The problem >>
Rescale everything in the material from the line containing "of the quay" down to the line containing "Target: stone sea wall", including both of those lines. Write out each line again, requests included, with every x and y coordinate in the answers multiplied by 1.6 and rounded to a whole number, halves rounded up.

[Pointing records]
· · · · ·
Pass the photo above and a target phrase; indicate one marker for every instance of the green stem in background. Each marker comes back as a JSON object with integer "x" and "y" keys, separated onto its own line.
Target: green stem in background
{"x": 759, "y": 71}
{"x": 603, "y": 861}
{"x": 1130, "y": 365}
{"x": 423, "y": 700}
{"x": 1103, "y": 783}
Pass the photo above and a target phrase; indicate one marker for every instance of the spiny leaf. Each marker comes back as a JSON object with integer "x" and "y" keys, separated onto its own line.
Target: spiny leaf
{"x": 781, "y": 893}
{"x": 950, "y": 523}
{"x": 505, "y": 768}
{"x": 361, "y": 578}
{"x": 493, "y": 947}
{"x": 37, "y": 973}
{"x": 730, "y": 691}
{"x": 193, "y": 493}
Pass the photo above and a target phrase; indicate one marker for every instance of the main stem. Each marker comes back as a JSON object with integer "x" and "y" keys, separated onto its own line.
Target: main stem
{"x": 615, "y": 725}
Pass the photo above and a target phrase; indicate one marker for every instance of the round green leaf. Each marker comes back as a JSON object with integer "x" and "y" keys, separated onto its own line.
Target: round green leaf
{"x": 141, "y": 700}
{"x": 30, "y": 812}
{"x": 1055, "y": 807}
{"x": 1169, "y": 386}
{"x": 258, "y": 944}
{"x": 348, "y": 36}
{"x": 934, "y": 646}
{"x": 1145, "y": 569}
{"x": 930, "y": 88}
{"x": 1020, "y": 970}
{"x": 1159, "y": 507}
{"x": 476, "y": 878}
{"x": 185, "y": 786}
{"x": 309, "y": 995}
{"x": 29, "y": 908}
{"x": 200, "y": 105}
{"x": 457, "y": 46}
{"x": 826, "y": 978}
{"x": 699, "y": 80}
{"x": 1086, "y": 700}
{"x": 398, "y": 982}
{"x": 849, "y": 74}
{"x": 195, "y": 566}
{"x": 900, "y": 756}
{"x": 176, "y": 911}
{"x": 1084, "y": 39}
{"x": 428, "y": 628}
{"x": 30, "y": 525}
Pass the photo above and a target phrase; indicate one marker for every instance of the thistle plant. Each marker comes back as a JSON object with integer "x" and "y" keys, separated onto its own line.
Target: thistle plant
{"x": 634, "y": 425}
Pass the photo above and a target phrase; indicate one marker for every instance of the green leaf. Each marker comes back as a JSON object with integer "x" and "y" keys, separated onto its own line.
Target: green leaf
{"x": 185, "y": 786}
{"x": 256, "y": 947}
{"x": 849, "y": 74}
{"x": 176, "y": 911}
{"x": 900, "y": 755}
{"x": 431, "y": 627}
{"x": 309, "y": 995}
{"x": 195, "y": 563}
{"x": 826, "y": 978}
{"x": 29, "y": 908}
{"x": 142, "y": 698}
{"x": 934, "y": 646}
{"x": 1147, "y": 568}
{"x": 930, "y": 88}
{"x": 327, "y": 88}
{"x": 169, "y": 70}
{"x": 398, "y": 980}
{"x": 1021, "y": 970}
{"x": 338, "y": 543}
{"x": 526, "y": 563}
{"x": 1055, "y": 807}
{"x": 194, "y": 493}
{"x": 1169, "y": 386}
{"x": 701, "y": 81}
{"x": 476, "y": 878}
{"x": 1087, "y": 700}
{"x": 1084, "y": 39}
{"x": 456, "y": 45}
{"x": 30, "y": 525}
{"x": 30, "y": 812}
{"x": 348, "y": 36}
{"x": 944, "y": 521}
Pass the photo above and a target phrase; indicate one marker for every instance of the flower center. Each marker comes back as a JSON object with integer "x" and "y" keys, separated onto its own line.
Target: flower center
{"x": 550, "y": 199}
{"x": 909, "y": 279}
· · · · ·
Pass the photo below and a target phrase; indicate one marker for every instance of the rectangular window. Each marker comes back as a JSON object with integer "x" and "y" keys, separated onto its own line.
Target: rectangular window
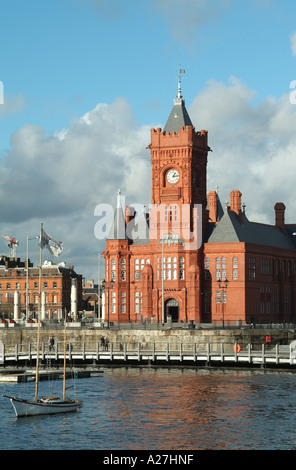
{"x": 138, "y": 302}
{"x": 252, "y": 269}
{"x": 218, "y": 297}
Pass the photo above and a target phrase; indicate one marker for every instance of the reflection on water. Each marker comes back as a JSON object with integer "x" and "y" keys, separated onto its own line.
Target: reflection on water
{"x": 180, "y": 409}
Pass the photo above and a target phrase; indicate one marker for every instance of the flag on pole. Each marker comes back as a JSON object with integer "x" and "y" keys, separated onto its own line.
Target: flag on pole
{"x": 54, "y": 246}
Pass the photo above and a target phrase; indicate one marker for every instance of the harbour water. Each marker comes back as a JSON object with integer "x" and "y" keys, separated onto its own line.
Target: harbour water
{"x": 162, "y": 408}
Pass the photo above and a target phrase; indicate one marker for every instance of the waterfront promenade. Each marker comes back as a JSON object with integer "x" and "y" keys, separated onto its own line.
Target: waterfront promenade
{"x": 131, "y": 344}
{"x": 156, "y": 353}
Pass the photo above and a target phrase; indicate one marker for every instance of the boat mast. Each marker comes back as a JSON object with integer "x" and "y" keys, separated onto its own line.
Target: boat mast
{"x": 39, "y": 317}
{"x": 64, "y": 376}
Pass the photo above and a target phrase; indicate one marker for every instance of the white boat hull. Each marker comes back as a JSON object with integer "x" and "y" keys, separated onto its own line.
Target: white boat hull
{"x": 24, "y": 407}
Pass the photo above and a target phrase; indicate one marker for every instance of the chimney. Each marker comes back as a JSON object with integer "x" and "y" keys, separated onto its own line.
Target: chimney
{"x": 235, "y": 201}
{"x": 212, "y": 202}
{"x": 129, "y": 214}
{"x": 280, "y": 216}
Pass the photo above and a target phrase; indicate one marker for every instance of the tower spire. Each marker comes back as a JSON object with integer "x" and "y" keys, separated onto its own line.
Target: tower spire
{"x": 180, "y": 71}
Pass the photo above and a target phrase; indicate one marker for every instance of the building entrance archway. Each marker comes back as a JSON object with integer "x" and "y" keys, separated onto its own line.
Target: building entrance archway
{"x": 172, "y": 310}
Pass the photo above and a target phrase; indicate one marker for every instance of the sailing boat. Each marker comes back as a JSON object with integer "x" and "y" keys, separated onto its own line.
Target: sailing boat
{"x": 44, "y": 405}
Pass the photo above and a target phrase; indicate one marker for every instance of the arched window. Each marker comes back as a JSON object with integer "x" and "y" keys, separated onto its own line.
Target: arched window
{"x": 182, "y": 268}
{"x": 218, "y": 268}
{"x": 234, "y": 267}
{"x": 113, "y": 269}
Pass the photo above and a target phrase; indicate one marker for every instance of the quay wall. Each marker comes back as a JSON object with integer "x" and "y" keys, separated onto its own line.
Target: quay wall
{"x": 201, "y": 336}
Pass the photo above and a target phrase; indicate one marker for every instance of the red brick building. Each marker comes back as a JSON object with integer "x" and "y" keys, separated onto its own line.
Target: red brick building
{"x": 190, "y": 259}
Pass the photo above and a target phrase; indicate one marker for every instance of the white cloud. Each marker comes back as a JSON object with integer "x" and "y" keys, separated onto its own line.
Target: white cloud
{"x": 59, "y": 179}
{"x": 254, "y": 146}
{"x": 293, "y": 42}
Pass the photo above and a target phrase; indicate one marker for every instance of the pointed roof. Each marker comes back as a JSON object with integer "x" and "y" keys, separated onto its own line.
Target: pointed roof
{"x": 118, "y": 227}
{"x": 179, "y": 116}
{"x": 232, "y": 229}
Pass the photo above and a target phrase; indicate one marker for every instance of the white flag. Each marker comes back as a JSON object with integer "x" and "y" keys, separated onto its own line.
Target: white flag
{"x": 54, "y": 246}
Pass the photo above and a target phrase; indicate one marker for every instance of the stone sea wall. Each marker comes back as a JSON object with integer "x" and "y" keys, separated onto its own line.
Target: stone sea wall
· · · · ·
Answer below >>
Pass the photo above and a target phrase; indicate one marker for every instance of the quay wall. Each marker comes back as a JSON object with integer "x" and "y" keys, separated onto its own line.
Target: quay wall
{"x": 322, "y": 538}
Pass the photo above and a target phrase; indicate one marker for every instance of the red brick building. Each marker comes back as a JSON object with integer "x" and "y" keys, separated onto its own line.
Target: red brick building
{"x": 304, "y": 414}
Pass the photo above and a target phrase; indicate one marker for every instance of the white cloud. Each marker comes back as a JSON object with integer "x" and "y" keys, separated onto its own line.
Target: white cloud
{"x": 94, "y": 286}
{"x": 406, "y": 234}
{"x": 469, "y": 67}
Pass the photo above and a target phrase; indicate one marker for every instance of the pointed roof. Each marker comes back as a JSON object with integer "x" and "y" keys, separated onto its own line.
Target: pointed roof
{"x": 189, "y": 363}
{"x": 286, "y": 186}
{"x": 371, "y": 366}
Pass the photo above and a target phrase; indicate one marker for every instance of the white flag. Each marker comes back as a JSON object with integer "x" and "y" keys, separated onto its own line.
Target: white flag
{"x": 86, "y": 394}
Pass the photo above and a target phrase; indicate one marker for every instance of the stone sea wall. Each marker comes back as a JSON object with integer "x" and "y" keys, separated onto its own line.
Target: stone sea wall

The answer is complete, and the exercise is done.